#### LISTED RECORDS

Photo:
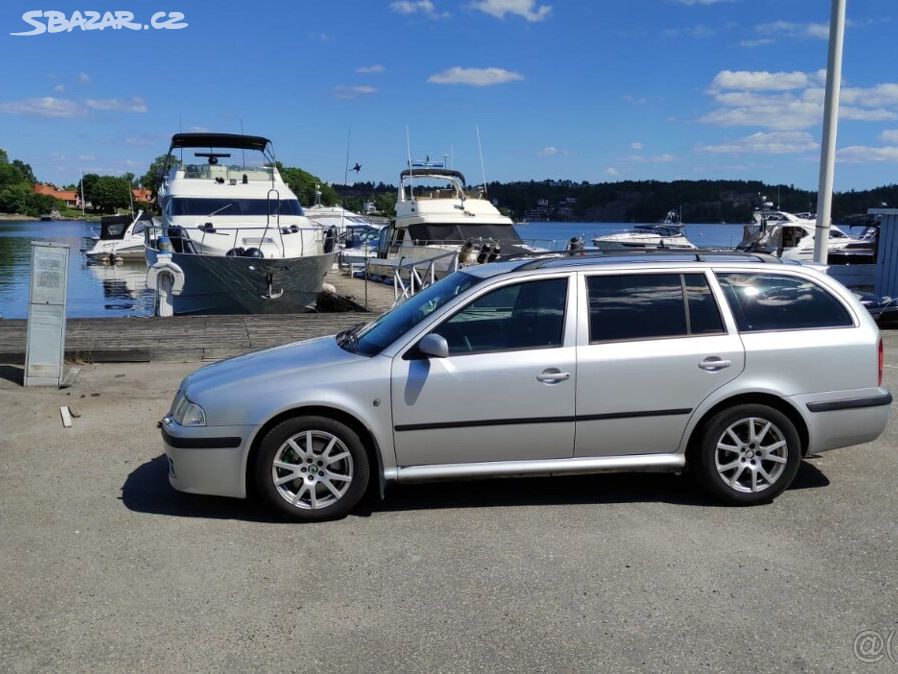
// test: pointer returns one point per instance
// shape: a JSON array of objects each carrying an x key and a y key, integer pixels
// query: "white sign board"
[{"x": 45, "y": 346}]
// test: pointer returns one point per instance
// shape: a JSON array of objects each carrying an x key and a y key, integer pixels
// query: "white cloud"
[
  {"x": 424, "y": 7},
  {"x": 856, "y": 154},
  {"x": 348, "y": 92},
  {"x": 475, "y": 77},
  {"x": 47, "y": 106},
  {"x": 136, "y": 104},
  {"x": 526, "y": 9},
  {"x": 773, "y": 142},
  {"x": 760, "y": 42},
  {"x": 759, "y": 80},
  {"x": 552, "y": 151}
]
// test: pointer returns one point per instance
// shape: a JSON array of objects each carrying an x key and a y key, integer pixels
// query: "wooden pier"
[{"x": 199, "y": 338}]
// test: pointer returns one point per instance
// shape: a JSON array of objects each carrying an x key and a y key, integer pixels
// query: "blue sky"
[{"x": 582, "y": 90}]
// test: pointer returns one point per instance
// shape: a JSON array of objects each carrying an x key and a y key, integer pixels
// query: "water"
[
  {"x": 120, "y": 290},
  {"x": 94, "y": 290}
]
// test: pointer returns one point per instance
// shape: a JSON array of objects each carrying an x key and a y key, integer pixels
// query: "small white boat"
[
  {"x": 237, "y": 231},
  {"x": 661, "y": 236},
  {"x": 121, "y": 238},
  {"x": 791, "y": 237},
  {"x": 440, "y": 219}
]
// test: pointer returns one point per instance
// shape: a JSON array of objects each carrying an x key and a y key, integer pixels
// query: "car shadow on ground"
[
  {"x": 147, "y": 490},
  {"x": 12, "y": 373}
]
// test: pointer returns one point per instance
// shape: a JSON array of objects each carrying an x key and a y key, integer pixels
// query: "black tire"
[
  {"x": 323, "y": 484},
  {"x": 758, "y": 468}
]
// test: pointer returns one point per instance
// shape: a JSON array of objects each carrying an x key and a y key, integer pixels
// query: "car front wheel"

########

YOUR TASK
Show every line above that contains the word "white". Copy each such line in full.

RESPONSE TO THIS TASK
// query: "white sign board"
// query: "white cloud"
// query: "small white boat"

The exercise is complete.